Do zrobienia:
(a) Podaj wszystkie źródła zakupów wymienione we wpisie o kosmetycznym rachunku sumienia w zdaniu zaczynającym się od „A tak na poważnie”.
(b) Kontynuuj wpis o kosmetycznym rachunku sumienia od miejsca, w którym się urywa.

2015/06/16

KOSMETYCZNY RACHUNEK SUMIENIA - KWIECIEŃ I MAJ

KOSMETYCZNY RACHUNEK SUMIENIA - KWIECIEŃ I MAJ

Po dłuższym czasie kiedy żyłam sobie w przeświadczeniu, że w sumie nic nowego już mi nie trzeba, nareszcie mi się odwidziało ;) I co nieco do serca przytuliłam, i opieką otoczyłam.
A tak na poważnie, część rzeczy to efekt nowości na rynku, część związana ze zmianą pory roku, a dopiero na końcu listy klasyczne chciejstwa.


 

Garnier płyn micelarny

Micele Garniera to moja klasyka, zastąpiły Biodermę bo nie odczuwałam różnicy, poza tą w cenie oczywiście ;) Tym razem z przypadku wersja zielona, która jednak zostanie ze mną na dłużej bo mam wrażenie, że zmywa makijaż dokładniej i szybciej niż różowa.

Fragment źródłowy:
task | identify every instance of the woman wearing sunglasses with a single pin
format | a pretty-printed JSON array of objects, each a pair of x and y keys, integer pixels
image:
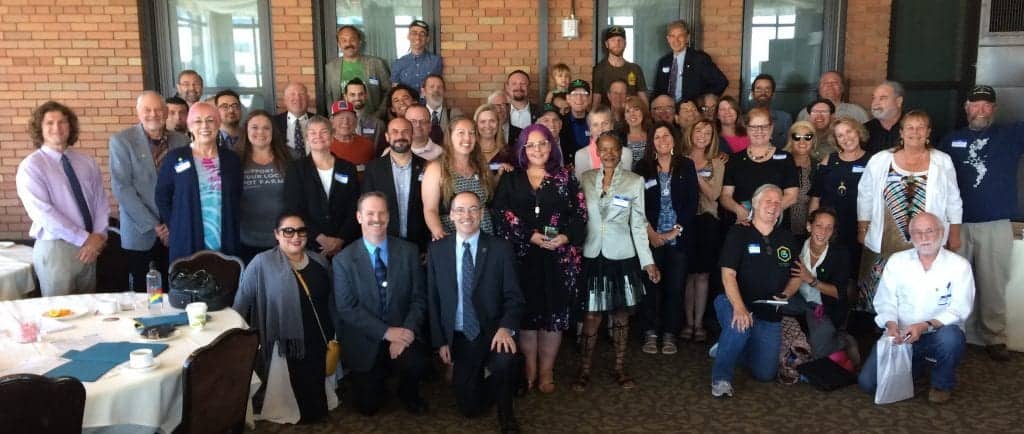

Odpowiedzi do ćwiczenia:
(a)
- efekt nowości na rynku
- zmiana pory roku
- klasyczne chciejstwa

(b)
Bumble and bumble Surf Spray

Bumble and bumble Surf spray. Dla mnie produkt genialny! Kupiony niejako przypadkowo bo kiedyś coś tam o nim słyszałam, ale jakoś specjalnie mnie nie pociągał. Teraz wiem, że zostaniemy ze sobą na dłużej. Spryskuję nim włosy, lekko ugniatam i plażowy look gotowy, dla mnie idealny zwłaszcza teraz latem. Obawiałam się początkowo, że będzie włosy sklejał, że może efekt będzie krótkotrwały, nic takiego. Także jak kogoś interesuje efekt lekko wilgotnych włosów, koniecznie do sprawdzenia.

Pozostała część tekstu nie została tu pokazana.